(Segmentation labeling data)
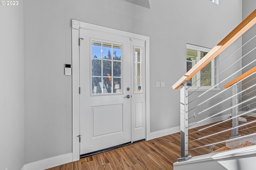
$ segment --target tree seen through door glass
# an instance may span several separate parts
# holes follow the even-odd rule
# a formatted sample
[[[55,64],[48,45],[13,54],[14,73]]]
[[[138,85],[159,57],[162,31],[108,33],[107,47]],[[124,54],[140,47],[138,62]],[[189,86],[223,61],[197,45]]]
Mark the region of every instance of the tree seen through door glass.
[[[92,41],[92,94],[122,93],[122,45]]]

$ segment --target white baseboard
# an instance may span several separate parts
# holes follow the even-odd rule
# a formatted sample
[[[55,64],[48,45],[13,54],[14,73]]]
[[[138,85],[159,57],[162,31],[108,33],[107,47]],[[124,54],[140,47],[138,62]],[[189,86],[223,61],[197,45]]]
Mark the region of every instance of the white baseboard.
[[[180,131],[180,127],[179,126],[166,129],[152,132],[147,135],[147,141],[177,133]]]
[[[26,164],[21,170],[44,170],[63,164],[73,160],[73,153],[57,156]]]
[[[209,119],[197,123],[196,125],[195,125],[191,127],[192,128],[198,127],[199,126],[203,126],[204,125],[208,125],[212,123],[216,122],[218,121],[221,121],[224,120],[228,118],[228,115],[225,115],[224,116],[220,116],[216,117]],[[189,126],[193,124],[194,123],[189,123]],[[152,132],[149,134],[147,135],[147,141],[149,141],[150,140],[153,139],[154,139],[160,137],[162,137],[164,136],[171,135],[173,133],[177,133],[180,131],[180,127],[176,126],[176,127],[172,127],[171,128],[167,129],[166,129],[162,130],[161,131],[157,131],[156,132]]]

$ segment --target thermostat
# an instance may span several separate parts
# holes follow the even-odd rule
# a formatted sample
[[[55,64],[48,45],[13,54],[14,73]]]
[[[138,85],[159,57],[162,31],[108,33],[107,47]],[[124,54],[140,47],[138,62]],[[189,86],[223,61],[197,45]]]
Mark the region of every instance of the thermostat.
[[[65,75],[71,75],[71,64],[65,64]]]

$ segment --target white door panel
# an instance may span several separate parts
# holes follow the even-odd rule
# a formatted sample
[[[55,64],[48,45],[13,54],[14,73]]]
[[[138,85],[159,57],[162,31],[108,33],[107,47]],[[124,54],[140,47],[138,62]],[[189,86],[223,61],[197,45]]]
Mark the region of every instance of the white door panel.
[[[131,98],[123,98],[130,95],[130,91],[120,88],[131,86],[131,43],[127,37],[85,29],[80,29],[80,37],[83,39],[80,40],[80,154],[82,154],[131,141]],[[111,49],[114,49],[110,47],[111,45],[114,47],[117,44],[121,47],[121,61],[113,61],[107,56],[103,56],[102,59],[105,58],[104,59],[98,59],[101,58],[100,56],[94,59],[92,55],[100,53],[93,51],[97,49],[92,47],[94,45],[93,43],[97,42],[103,42],[103,45],[94,46],[94,49],[101,48],[101,50],[103,51],[102,54],[104,50],[109,50],[111,51],[111,54],[109,52],[110,56],[113,51]],[[97,63],[94,66],[98,66],[96,73],[92,71],[93,60]],[[114,62],[119,62],[117,65],[120,65],[122,69],[121,75],[118,75],[118,78],[112,75],[115,74],[111,71],[113,70],[112,66],[115,69]],[[107,73],[102,73],[104,72]],[[94,74],[98,82],[92,82]],[[117,86],[114,82],[112,84],[115,78],[119,78],[120,83],[118,83],[118,93],[114,93],[114,86]]]
[[[145,41],[79,33],[80,155],[145,139]]]

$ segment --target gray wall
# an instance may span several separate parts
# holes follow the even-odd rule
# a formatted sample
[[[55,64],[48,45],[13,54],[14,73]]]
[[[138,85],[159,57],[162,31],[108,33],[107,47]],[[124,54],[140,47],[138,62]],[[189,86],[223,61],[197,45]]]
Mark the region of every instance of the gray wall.
[[[250,0],[243,0],[243,19],[245,18],[250,14],[256,8],[256,1],[251,1]],[[252,38],[253,36],[255,35],[256,34],[256,25],[253,26],[250,29],[249,29],[246,33],[245,33],[242,37],[243,44],[247,42],[249,39]],[[250,41],[249,43],[244,46],[243,47],[243,55],[245,55],[248,53],[250,50],[253,49],[255,47],[255,44],[256,44],[256,38],[254,38],[253,39]],[[247,55],[246,57],[244,57],[242,60],[242,65],[243,66],[245,66],[246,65],[255,59],[255,55],[256,55],[256,50],[254,50],[250,54]],[[250,65],[249,66],[243,70],[243,72],[244,72],[250,69],[251,68],[253,67],[256,65],[256,62]],[[247,78],[243,81],[243,83],[244,84],[246,82],[250,80],[252,80],[253,78],[256,78],[256,75],[255,74],[250,77],[250,78]],[[243,86],[243,89],[246,89],[246,88],[251,86],[254,84],[256,83],[255,79],[254,80],[251,81],[246,84],[245,84]],[[249,93],[252,90],[255,90],[255,88],[253,89],[251,88],[248,90],[246,90],[246,92]],[[252,93],[250,94],[250,97],[252,97],[255,95],[256,94],[255,92],[252,92]],[[248,99],[249,97],[247,96],[245,96],[243,97],[243,100],[246,100]],[[248,103],[245,104],[245,105],[249,104],[253,102],[255,102],[256,100],[253,100],[252,102],[249,102]],[[244,106],[244,105],[243,106]],[[256,107],[256,104],[252,104],[250,106],[250,108],[254,108]],[[245,108],[243,109],[244,111],[246,110]],[[254,113],[256,113],[256,111],[254,111]]]
[[[24,164],[23,0],[0,5],[0,169]]]
[[[72,80],[63,73],[71,19],[150,37],[153,132],[180,125],[180,91],[171,86],[186,72],[186,43],[212,48],[242,16],[242,0],[150,0],[150,9],[124,0],[24,2],[25,163],[72,152]]]

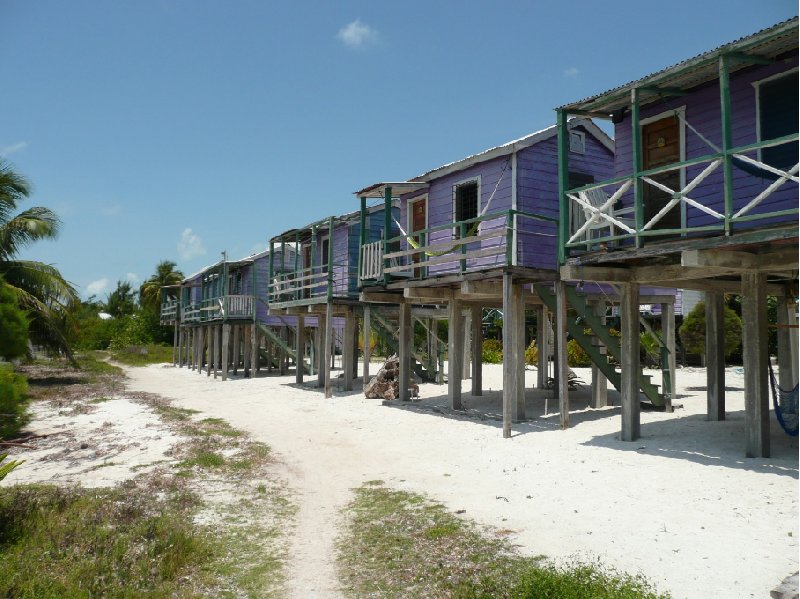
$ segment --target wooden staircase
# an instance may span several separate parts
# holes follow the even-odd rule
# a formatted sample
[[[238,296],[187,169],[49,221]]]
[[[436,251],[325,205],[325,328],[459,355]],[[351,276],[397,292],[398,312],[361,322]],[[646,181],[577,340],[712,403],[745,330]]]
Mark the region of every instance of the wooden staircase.
[[[622,375],[617,372],[615,366],[608,361],[608,356],[612,356],[620,362],[622,355],[622,346],[619,337],[611,335],[610,327],[603,324],[600,317],[592,311],[591,307],[586,301],[586,297],[579,293],[574,287],[566,285],[567,302],[580,316],[580,323],[575,319],[567,319],[567,331],[578,342],[578,345],[589,355],[592,362],[598,367],[600,372],[611,381],[611,384],[620,390],[622,383]],[[534,284],[533,288],[544,302],[547,309],[551,312],[556,311],[556,296],[547,287]],[[585,329],[591,329],[591,333],[587,334]],[[597,338],[606,346],[608,354],[602,354],[600,348],[592,342]],[[641,364],[638,368],[639,373],[639,389],[644,393],[645,397],[650,400],[654,406],[664,406],[664,395],[659,392],[657,385],[650,382],[651,376],[644,374]]]

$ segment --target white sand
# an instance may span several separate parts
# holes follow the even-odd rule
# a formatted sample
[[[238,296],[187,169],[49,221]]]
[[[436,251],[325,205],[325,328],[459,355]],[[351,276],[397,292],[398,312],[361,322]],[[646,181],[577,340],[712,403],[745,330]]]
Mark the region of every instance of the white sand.
[[[588,380],[588,370],[576,371]],[[464,382],[469,418],[446,409],[446,387],[429,384],[420,403],[400,407],[360,392],[325,400],[293,376],[223,383],[163,365],[128,376],[132,390],[225,418],[277,452],[300,505],[290,565],[298,598],[339,596],[339,510],[353,487],[374,479],[510,531],[527,553],[599,559],[676,597],[767,597],[798,569],[797,440],[773,421],[773,457],[744,457],[736,369],[728,370],[726,421],[705,421],[705,371],[683,369],[675,400],[683,409],[643,413],[633,443],[618,440],[618,408],[586,410],[583,393],[562,431],[556,401],[542,416],[535,391],[534,418],[503,439],[491,417],[501,408],[497,366],[484,368],[484,386],[495,391],[483,398]],[[532,385],[535,372],[527,376]]]

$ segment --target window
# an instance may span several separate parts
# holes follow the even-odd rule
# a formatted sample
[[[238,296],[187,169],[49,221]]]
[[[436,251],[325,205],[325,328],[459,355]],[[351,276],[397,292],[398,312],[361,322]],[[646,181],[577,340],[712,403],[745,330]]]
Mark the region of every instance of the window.
[[[472,179],[453,187],[453,212],[455,222],[477,218],[478,216],[478,180]],[[471,227],[472,225],[470,225]],[[456,229],[456,237],[460,237]]]
[[[797,71],[758,84],[759,137],[762,141],[797,133],[797,85]],[[798,161],[797,143],[763,148],[761,160],[788,171]]]

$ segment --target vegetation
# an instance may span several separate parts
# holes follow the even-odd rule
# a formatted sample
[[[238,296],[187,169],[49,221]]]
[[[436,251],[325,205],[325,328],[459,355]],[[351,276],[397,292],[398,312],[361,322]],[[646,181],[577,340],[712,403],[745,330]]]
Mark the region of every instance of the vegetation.
[[[30,184],[0,160],[0,277],[5,280],[30,322],[31,341],[72,358],[70,309],[77,301],[75,289],[56,268],[21,260],[27,245],[54,239],[60,221],[48,208],[35,206],[16,213],[30,195]]]
[[[337,547],[340,578],[351,597],[666,597],[642,578],[596,564],[561,568],[541,556],[522,557],[501,536],[382,481],[355,495]]]
[[[733,354],[742,342],[742,319],[728,306],[724,308],[725,355]],[[683,347],[692,354],[706,353],[706,305],[699,302],[678,329]]]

**DO THIS**. Lay out the lines from the start of the data through the line containing "[[[92,41],[92,94],[122,93],[122,45]]]" as a numbered list, with both ends included and blank lines dropped. Leave the pictures out of the answer.

**WRITTEN ANSWER**.
1. $ segment --target tree seen through door glass
2. # an instance may span several separate parts
3. # holes follow the even-odd rule
4. # a formatted sample
5. [[[55,64],[48,45],[13,54],[14,73]]]
6. [[[138,85],[159,57],[162,31],[108,33],[107,47]],[[124,54],[140,47],[138,62]],[[189,86],[223,61],[197,45]]]
7. Mark the region of every instance of the tree seen through door glass.
8. [[[92,41],[92,94],[122,93],[122,45]]]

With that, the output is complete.